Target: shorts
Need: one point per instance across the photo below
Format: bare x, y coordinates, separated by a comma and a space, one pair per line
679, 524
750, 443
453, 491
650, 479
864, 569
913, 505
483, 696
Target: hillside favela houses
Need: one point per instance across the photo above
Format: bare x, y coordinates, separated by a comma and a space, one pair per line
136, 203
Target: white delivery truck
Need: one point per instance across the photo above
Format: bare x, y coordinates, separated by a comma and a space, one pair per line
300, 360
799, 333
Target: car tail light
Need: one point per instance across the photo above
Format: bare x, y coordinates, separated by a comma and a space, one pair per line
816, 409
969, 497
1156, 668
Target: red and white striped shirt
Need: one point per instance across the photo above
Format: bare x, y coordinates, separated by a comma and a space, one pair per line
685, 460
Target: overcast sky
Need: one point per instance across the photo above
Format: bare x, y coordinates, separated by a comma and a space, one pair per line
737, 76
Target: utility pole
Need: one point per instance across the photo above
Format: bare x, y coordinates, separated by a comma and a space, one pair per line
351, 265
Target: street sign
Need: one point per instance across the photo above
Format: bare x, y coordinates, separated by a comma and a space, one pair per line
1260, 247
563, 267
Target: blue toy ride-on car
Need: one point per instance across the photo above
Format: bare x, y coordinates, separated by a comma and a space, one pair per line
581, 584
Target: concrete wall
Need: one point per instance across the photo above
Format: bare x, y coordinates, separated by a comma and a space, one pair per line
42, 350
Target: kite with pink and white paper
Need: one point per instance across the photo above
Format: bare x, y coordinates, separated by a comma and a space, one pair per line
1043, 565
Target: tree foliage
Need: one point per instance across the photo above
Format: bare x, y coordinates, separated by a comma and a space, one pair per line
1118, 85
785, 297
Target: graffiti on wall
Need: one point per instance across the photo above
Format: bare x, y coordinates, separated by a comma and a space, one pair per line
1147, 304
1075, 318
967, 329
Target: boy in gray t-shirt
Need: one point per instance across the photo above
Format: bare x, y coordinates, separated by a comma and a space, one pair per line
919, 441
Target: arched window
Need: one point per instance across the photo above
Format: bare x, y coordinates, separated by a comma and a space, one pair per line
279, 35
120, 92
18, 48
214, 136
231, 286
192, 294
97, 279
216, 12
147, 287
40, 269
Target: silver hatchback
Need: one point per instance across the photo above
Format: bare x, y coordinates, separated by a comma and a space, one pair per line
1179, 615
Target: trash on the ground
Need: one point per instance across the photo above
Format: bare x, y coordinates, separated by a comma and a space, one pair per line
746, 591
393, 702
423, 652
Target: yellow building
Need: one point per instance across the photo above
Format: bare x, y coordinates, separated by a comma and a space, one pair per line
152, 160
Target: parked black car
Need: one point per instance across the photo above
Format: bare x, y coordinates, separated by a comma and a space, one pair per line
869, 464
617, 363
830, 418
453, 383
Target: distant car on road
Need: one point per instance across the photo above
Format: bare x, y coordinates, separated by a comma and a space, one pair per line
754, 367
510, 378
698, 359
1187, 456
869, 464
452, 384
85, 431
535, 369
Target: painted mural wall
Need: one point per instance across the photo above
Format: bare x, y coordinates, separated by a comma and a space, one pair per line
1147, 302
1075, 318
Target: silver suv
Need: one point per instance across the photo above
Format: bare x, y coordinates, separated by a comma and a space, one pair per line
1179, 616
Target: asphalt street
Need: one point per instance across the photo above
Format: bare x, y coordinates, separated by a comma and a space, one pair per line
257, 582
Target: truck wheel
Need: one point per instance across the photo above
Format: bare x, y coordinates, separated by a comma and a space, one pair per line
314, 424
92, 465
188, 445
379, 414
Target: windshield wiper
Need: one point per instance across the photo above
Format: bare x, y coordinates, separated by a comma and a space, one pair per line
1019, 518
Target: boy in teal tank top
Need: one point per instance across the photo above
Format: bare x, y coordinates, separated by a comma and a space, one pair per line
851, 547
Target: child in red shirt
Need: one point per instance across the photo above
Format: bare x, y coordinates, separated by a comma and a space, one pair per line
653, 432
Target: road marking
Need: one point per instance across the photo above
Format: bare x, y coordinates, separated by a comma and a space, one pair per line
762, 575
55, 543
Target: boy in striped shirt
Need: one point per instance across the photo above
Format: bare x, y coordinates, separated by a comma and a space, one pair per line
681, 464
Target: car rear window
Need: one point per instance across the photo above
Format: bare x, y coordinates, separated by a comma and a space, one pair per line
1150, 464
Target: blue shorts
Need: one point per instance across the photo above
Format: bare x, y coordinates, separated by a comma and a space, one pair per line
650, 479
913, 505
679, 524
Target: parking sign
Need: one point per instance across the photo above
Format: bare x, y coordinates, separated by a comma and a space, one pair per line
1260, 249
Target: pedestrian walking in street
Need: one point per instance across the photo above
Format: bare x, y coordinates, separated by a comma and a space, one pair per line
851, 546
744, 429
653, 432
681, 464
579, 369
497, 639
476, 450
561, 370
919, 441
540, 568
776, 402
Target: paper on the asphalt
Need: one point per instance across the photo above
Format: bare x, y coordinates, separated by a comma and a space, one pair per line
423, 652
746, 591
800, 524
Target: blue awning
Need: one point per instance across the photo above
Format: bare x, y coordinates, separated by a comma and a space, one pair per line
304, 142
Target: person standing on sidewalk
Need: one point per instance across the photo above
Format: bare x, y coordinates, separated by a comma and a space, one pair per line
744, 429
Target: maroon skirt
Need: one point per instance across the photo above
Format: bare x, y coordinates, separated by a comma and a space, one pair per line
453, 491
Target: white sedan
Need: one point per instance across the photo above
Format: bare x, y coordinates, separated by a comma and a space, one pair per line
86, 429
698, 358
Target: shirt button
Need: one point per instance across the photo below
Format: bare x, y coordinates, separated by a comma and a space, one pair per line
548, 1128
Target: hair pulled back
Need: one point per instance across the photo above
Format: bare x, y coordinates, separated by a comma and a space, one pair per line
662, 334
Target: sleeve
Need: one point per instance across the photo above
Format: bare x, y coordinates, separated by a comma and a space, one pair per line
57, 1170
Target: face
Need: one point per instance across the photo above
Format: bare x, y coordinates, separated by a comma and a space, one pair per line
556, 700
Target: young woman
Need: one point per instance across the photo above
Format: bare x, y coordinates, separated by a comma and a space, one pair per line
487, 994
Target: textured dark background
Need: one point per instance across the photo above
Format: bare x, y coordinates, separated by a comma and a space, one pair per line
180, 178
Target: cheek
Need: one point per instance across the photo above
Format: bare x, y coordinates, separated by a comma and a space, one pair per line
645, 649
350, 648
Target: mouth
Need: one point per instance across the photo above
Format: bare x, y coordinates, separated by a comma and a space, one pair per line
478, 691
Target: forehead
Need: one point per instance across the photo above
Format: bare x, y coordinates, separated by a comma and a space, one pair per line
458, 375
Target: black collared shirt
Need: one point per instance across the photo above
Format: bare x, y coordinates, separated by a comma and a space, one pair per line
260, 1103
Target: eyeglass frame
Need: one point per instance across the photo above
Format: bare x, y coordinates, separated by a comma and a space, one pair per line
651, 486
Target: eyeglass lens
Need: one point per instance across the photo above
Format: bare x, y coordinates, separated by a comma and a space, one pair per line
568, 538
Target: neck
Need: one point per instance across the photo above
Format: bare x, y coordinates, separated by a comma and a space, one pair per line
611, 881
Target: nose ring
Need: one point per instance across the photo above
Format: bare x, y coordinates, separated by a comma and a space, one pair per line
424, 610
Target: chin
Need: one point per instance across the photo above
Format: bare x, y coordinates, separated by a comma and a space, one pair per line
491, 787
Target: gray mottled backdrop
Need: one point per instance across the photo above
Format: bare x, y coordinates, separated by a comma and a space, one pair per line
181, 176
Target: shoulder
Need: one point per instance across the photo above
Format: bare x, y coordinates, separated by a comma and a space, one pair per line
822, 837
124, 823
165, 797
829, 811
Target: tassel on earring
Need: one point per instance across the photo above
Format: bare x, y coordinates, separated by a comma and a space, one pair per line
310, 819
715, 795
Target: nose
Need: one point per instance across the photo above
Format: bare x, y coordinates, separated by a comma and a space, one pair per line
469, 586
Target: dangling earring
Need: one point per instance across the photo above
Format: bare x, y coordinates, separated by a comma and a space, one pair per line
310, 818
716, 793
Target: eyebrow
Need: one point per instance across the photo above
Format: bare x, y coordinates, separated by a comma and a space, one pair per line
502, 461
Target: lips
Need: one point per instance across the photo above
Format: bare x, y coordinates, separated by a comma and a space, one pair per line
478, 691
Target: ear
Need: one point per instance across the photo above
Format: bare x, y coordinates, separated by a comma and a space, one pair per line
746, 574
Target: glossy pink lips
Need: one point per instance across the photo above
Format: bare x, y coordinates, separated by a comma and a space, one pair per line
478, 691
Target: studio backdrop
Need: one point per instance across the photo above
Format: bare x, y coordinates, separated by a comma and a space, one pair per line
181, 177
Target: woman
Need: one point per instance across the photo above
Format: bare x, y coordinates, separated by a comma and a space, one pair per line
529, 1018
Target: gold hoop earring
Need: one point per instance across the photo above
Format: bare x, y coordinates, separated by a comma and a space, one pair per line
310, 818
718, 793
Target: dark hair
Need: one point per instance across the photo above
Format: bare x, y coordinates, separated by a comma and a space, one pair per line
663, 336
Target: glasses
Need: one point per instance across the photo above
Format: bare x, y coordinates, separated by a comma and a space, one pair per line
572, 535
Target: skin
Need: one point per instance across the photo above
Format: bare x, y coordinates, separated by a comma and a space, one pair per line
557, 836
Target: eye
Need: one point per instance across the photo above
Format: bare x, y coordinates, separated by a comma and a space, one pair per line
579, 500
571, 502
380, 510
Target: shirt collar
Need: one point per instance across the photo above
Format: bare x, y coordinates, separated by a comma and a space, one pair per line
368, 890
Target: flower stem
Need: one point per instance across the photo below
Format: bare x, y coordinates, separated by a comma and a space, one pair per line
________
▶ CHALLENGE
Output only the lines running from the line with "Target: woman" through the final line of the data, inclusive.

▶ ANSWER IN FULL
Target: woman
Need: one point per instance across the photo above
Format: bare x, y coordinates, separated by a comma and a space, one pair per line
529, 1018
Target: gold hoop earring
Need: one point per instance across the photo above
Format: bare x, y coordinates, separated by a comma and a space, one pair per line
310, 818
718, 793
Target: dark hair
Need: one point per instance across the photo above
Format: bare x, y coordinates, separated by a comma and a space, one pair per line
663, 336
Target: glasses
Need: one point per instance across the photo above
Format: bare x, y coordinates, separated by a comma and a space, one pair per line
572, 535
Target: skin
Need: one point per instance across the photo above
Format: bare x, y coordinates, separated by a comma and a space, one pair per line
557, 836
Target: eye
Need: one point per instance across the photo above
Format: bare x, y coordinates, separated by a comma and a space, one pair per line
579, 500
571, 502
380, 510
Target: shirt collar
Need: one point per instance across the photo above
Format: bare x, y coordinates, separated by a comma and a space, one pair per line
368, 890
Target: flower stem
Need: one point per instance across the photo below
Format: bare x, y coordinates, separated by a comma and a space, one pair per line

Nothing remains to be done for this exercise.